Part 2 Data preprocessing
Tasks - [ ] Download daily close (unadjusted) prices for selected components - [ ] Check for missing values and replace missing values - [ ] Save the extracted data - [ ] Plot the time series
2.1 Setup project and load dependencies
# install.packages('quantmod')
if(!require("indexanalysis", quietly = TRUE)){
setwd(package_dir);
devtools::install("indexanalysis")
library(indexanalysis)
}else{library(indexanalysis) ; print("loaded")}
library(tidyverse)
library(rlang)
library(roxygen2)
library(magrittr)
library(glue)
library(tsibble)
library(quantmod)
library(zoo)
library(ggplot2)
library(scales)
library(purrr)
library(furrr)
library(lubridate)
library(readr)
The package indexanalysis
contains functions that I built to simplify this analysis.
2.2 Download price data from databases
2.2.1 Read stock component parameters
I selected 6 manufacturers: Apple, HP, Lenovo, Dell, Acer, and Asus. I inserted basic metadata on each component in a CSV file available in the raw data folder.
2.2.2 Get daily close prices from remote sources
I picked an arbitrary period of historic data to carry out the analysis.
symbols <- index_parameters$Symbol
start_date = zoo::as.Date("2021-01-01")
end_date = zoo::as.Date("2021-04-01")-1
2.2.2.1 Download data for each component and prepare a tibble
all_price = c("Open", "Close", "High", "Low", "Volume", "Adjusted")
# keep_price = c("Close")
keep_price = all_price
plan(multisession, workers = length(symbols))
# Fetch, filter, and format tables corresponding to each symbol
prices_ts <- symbols %>%
future_map_dfr(~indexanalysis::xts_finance_to_tibble(symbol = .x,
from = start_date,
to = (end_date+1) ))

____

Exercise instructions
1/ Reproduce verbatim the section of the data preprocessing walkthrough that opens with the words containing "library(ggplot2)" and closes with "out the analysis.".
2/ In the data preprocessing walkthrough, which six manufacturers were selected?

[Rows from a pointing dataset]

____

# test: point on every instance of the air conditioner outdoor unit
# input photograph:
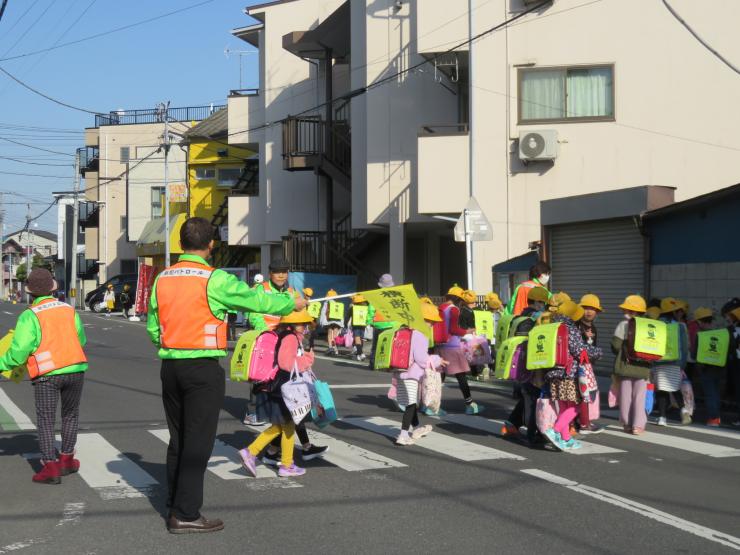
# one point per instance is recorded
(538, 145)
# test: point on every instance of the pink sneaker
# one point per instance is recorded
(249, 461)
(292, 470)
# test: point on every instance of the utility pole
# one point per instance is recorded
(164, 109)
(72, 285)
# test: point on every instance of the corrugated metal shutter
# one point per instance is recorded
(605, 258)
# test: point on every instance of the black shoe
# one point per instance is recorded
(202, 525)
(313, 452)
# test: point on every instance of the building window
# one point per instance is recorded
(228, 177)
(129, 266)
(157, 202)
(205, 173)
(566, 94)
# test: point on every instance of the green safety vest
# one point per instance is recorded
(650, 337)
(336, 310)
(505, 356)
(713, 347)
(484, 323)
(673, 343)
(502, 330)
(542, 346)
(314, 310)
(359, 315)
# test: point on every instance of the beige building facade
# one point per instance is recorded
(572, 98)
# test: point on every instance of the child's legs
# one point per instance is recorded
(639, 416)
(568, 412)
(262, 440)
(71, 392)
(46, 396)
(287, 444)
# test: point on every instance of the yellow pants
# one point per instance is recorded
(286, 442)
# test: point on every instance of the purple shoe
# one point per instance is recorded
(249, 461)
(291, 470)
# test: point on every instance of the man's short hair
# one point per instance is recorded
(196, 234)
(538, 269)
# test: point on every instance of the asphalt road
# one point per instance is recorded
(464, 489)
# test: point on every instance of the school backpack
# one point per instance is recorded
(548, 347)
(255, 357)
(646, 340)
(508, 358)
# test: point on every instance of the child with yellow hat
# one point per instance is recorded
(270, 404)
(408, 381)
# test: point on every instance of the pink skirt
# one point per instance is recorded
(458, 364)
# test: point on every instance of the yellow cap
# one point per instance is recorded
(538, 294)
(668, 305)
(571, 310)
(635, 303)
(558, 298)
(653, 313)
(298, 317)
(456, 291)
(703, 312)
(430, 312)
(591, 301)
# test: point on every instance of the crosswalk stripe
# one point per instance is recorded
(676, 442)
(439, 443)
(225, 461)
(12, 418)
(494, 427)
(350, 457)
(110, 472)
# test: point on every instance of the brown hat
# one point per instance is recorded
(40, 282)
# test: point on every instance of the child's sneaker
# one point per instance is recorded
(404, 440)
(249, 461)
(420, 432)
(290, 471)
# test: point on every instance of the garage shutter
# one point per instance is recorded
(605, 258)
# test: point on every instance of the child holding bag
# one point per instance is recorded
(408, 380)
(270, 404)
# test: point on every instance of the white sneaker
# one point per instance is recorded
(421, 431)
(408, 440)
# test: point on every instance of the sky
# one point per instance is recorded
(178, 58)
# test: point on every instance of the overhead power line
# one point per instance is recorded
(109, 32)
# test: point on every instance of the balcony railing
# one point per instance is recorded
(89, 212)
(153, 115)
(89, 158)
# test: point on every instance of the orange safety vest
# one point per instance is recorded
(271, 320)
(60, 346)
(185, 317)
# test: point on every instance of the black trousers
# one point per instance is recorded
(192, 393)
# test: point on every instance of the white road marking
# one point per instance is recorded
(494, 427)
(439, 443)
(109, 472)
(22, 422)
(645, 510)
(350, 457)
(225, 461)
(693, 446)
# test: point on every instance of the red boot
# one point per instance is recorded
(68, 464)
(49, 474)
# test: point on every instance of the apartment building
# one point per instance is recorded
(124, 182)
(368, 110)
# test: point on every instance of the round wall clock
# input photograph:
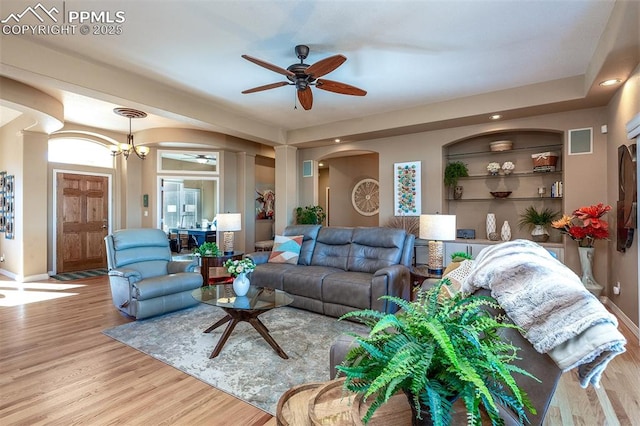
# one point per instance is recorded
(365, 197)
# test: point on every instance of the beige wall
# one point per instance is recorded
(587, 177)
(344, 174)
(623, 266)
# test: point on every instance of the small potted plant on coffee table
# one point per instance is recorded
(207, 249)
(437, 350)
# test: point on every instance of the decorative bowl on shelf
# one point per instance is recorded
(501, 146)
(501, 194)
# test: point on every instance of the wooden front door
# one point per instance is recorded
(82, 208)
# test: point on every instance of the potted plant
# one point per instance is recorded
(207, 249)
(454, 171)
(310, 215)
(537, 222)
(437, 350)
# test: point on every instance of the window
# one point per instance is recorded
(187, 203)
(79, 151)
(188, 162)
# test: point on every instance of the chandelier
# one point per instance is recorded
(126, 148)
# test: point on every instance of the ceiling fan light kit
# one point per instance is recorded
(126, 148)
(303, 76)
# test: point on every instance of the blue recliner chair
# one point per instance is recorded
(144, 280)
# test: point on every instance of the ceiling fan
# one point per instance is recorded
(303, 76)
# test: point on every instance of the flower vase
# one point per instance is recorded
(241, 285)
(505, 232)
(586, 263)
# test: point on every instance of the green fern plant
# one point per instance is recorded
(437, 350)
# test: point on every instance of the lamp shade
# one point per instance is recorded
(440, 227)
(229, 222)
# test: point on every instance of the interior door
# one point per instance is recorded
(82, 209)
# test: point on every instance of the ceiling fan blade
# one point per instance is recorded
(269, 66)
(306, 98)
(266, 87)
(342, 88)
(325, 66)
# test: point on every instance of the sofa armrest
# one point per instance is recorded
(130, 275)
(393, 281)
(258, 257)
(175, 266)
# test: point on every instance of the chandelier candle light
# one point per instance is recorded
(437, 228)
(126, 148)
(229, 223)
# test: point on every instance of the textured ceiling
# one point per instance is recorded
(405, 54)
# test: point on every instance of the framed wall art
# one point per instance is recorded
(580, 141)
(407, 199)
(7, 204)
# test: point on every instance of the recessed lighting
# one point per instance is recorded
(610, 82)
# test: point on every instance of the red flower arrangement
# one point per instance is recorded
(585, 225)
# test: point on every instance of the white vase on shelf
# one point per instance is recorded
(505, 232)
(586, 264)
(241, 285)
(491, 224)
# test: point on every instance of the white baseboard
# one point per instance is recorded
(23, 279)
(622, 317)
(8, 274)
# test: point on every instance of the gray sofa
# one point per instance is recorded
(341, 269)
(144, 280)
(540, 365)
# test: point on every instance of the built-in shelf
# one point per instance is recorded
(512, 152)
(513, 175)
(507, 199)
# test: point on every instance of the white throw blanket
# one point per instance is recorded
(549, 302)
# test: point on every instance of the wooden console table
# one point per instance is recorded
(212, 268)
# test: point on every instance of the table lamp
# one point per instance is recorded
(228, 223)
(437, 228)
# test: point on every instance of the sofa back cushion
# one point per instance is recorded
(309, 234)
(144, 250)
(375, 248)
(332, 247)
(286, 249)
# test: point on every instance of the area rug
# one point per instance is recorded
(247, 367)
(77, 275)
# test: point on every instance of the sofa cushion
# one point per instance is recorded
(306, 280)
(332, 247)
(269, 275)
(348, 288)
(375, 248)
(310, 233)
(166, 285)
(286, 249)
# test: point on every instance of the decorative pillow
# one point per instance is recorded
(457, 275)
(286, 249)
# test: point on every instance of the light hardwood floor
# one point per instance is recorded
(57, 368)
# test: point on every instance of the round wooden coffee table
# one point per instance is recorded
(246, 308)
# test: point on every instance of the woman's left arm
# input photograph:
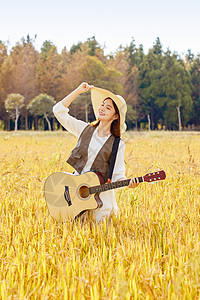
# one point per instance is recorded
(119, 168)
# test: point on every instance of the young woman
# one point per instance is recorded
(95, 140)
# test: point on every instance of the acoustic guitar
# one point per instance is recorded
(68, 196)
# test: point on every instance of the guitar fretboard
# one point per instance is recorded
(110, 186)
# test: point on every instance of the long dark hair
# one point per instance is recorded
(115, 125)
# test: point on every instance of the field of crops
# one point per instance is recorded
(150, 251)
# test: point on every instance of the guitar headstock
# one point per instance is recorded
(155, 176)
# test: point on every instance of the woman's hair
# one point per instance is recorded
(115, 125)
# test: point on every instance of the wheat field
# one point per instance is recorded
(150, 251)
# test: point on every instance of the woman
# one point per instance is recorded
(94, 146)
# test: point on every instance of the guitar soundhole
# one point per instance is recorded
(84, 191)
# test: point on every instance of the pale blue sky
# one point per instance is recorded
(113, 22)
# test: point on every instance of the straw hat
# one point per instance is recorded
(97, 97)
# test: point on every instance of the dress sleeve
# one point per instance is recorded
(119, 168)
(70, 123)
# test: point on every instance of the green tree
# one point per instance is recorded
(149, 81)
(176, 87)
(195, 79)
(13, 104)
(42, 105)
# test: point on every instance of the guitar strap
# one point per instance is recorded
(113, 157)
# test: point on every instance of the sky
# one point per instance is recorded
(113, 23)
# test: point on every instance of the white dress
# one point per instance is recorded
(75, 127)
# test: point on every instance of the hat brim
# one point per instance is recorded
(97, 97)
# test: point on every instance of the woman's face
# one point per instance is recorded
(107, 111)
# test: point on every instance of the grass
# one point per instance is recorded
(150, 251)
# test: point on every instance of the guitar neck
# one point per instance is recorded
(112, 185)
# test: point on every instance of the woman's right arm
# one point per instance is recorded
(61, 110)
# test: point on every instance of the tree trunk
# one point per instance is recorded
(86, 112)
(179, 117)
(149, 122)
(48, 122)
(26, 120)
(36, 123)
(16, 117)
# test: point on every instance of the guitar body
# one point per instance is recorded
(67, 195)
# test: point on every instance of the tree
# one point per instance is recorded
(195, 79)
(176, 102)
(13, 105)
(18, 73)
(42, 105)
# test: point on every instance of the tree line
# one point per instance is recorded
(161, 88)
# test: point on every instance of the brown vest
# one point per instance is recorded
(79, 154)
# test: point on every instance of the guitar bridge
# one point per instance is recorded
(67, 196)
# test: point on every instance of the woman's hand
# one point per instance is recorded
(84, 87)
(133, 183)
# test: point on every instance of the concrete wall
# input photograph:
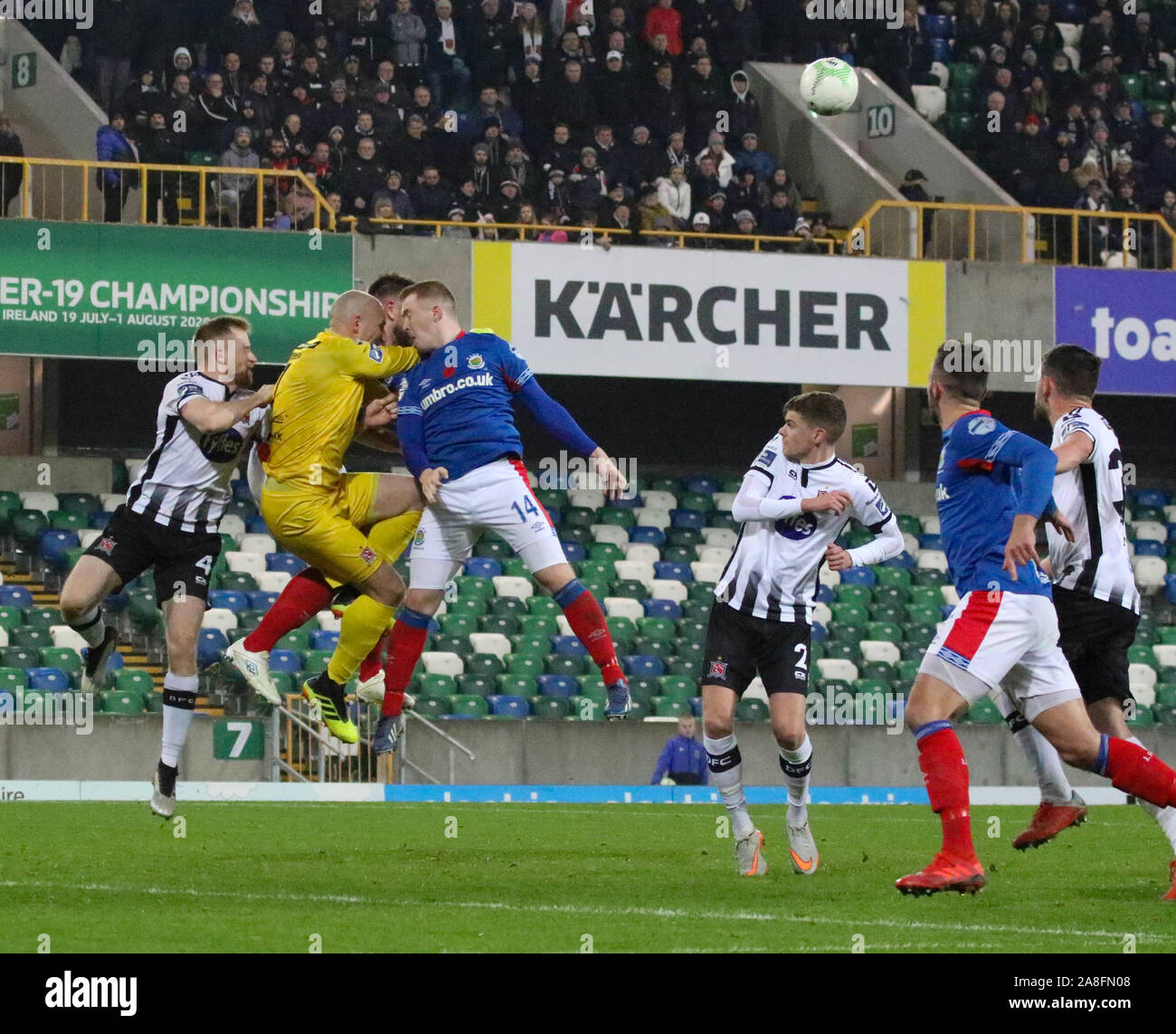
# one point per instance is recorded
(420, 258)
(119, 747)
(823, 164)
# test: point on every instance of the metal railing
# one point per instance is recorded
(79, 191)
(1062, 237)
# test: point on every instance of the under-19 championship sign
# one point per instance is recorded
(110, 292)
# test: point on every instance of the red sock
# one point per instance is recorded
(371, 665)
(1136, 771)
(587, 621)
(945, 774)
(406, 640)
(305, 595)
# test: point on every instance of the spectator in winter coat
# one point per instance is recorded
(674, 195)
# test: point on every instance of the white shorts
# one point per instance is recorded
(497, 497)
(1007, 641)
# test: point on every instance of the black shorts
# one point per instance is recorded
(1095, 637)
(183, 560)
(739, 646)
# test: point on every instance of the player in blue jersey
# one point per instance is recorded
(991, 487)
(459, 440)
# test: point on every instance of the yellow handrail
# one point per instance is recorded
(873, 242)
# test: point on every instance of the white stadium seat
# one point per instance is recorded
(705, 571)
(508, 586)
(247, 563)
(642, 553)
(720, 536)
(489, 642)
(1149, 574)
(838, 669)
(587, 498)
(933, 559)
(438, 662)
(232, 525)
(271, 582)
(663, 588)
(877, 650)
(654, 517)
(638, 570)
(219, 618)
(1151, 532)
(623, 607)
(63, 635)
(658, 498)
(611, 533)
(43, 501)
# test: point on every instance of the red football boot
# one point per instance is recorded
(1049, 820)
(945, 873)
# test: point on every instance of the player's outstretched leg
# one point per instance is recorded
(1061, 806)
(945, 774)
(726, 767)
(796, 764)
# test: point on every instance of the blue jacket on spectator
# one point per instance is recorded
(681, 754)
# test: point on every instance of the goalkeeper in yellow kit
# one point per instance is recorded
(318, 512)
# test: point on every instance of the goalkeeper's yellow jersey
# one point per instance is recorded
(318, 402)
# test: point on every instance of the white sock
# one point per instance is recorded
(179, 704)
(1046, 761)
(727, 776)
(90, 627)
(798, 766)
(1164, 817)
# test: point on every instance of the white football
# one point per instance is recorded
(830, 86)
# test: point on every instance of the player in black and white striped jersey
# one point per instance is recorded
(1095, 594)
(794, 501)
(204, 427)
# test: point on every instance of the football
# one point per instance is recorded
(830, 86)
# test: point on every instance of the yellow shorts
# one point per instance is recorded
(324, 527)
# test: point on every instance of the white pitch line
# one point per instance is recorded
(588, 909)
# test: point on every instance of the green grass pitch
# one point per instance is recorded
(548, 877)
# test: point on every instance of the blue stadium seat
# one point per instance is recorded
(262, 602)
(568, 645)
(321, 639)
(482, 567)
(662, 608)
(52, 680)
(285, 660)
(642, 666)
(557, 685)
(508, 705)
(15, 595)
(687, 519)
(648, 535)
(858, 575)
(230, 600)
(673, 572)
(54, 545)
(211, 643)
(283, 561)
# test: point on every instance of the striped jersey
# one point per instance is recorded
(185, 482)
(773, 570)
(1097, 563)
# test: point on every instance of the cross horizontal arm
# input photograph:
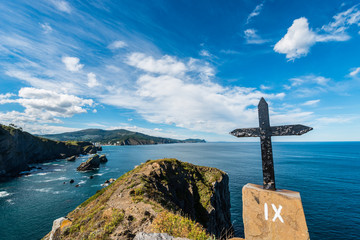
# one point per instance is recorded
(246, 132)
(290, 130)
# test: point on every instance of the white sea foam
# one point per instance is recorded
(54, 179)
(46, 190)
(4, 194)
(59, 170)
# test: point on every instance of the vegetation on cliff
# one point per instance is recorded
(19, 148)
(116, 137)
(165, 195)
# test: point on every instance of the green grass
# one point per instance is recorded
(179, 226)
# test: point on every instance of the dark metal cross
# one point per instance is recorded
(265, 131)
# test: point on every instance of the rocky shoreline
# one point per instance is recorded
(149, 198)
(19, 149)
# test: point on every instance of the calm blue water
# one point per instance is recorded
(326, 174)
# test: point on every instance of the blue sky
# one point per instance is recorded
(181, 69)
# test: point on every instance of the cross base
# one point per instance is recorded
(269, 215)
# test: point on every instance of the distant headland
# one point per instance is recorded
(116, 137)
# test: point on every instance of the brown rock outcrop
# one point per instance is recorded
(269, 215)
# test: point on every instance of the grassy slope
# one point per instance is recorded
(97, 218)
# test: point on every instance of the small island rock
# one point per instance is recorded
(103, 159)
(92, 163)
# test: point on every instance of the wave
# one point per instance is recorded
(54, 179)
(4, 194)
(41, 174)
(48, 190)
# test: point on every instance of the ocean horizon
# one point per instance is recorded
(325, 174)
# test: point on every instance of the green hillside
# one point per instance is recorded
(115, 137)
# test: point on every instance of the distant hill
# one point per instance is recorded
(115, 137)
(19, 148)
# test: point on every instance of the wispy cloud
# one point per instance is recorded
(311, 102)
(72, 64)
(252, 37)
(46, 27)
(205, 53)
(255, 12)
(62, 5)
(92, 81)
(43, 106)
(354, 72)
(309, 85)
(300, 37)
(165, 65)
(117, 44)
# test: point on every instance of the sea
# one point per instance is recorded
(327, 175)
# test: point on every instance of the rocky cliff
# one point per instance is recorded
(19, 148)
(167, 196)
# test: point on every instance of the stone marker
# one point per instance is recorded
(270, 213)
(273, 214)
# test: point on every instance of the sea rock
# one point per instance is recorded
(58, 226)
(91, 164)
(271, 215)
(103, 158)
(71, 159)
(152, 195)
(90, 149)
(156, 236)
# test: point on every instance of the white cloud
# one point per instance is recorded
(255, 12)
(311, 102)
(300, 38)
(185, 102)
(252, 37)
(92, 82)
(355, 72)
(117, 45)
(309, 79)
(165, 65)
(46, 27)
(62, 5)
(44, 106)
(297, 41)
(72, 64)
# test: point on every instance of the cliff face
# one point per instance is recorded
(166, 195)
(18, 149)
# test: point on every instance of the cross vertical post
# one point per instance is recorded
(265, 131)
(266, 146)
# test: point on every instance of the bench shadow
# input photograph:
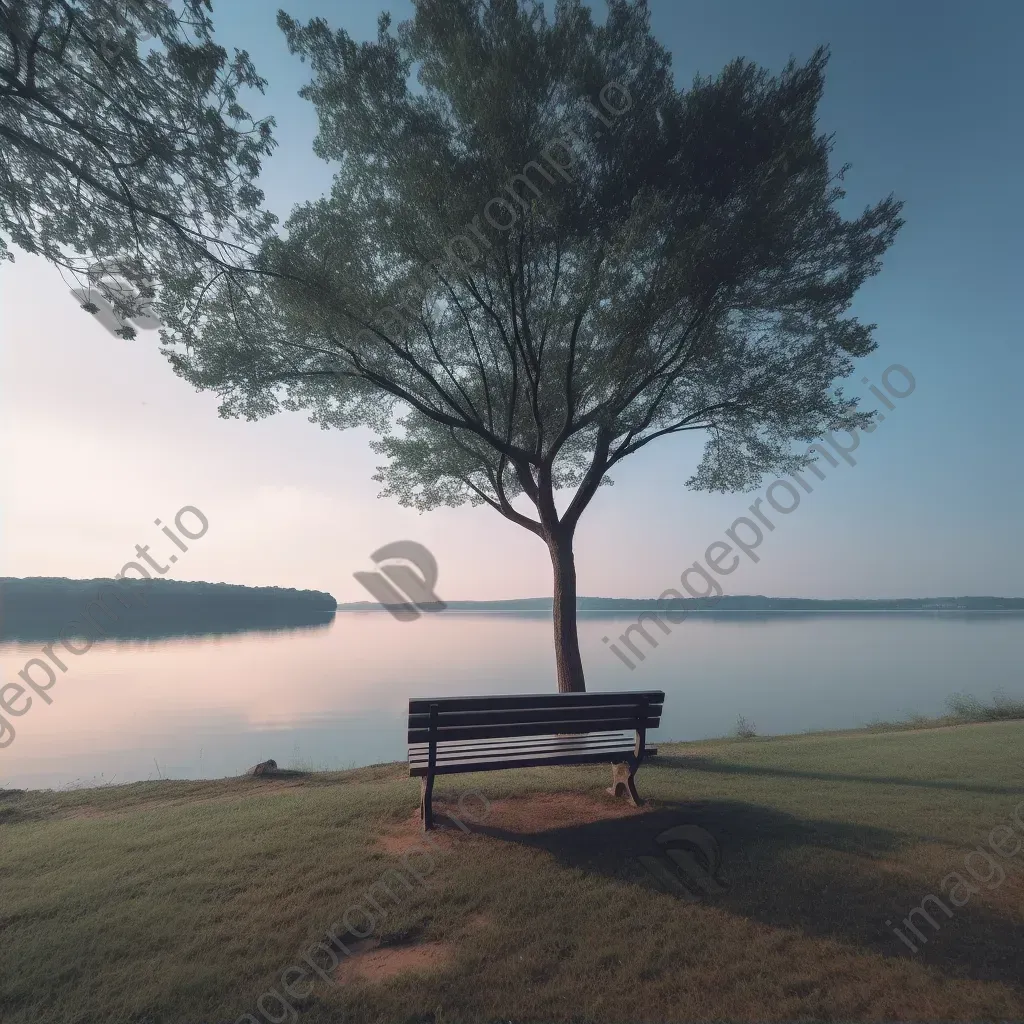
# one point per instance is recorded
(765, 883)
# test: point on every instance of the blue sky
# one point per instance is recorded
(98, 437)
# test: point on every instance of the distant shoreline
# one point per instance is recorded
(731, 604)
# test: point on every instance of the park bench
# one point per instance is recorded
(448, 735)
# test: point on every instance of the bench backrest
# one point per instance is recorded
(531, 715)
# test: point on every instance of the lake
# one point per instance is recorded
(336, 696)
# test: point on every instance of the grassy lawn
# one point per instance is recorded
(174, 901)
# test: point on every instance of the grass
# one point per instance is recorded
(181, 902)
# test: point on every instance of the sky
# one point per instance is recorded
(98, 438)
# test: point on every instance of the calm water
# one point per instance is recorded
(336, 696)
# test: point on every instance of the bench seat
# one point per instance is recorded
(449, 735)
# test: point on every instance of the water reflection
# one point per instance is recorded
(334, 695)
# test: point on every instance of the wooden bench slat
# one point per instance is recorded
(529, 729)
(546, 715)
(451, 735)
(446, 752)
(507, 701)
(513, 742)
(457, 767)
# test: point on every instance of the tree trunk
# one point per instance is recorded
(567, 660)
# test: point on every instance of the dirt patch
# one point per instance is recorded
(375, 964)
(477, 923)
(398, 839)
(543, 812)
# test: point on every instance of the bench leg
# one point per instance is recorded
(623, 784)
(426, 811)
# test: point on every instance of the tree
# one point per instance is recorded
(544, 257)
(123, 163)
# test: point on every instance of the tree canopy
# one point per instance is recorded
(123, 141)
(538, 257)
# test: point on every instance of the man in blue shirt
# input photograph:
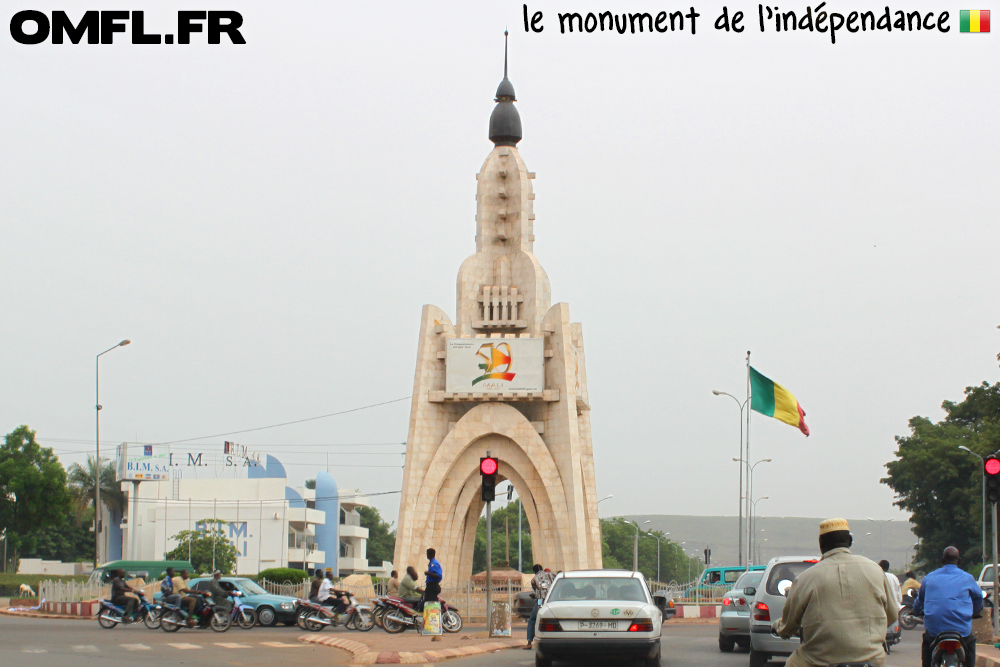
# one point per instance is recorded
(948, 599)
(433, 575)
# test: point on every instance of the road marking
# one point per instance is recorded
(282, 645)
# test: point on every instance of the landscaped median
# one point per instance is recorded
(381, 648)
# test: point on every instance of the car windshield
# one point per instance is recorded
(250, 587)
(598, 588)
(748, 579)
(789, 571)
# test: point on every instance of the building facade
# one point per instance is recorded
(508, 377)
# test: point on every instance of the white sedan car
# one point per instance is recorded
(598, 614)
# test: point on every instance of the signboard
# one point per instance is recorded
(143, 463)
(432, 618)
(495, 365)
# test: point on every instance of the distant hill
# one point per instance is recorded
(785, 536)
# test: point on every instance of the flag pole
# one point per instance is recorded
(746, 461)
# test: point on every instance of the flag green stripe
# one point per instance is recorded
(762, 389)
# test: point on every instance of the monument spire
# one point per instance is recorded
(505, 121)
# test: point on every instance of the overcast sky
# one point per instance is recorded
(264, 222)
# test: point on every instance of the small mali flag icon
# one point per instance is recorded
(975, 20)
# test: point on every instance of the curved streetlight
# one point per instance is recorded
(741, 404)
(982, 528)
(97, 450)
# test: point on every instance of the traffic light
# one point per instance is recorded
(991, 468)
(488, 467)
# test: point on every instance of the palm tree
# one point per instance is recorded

____

Set of answers
1/
library(ggplot2)
library(scales)
library(purrr)
library(furrr)
library(lubridate)
library(readr)
The package indexanalysis
contains functions that I built to simplify this analysis.
2.2 Download price data from databases
2.2.1 Read stock component parameters
I selected 6 manufacturers: Apple, HP, Lenovo, Dell, Acer, and Asus. I inserted basic metadata on each component in a CSV file available in the raw data folder.
2.2.2 Get daily close prices from remote sources
I picked an arbitrary period of historic data to carry out the analysis.

2/ Apple, HP, Lenovo, Dell, Acer, and Asus.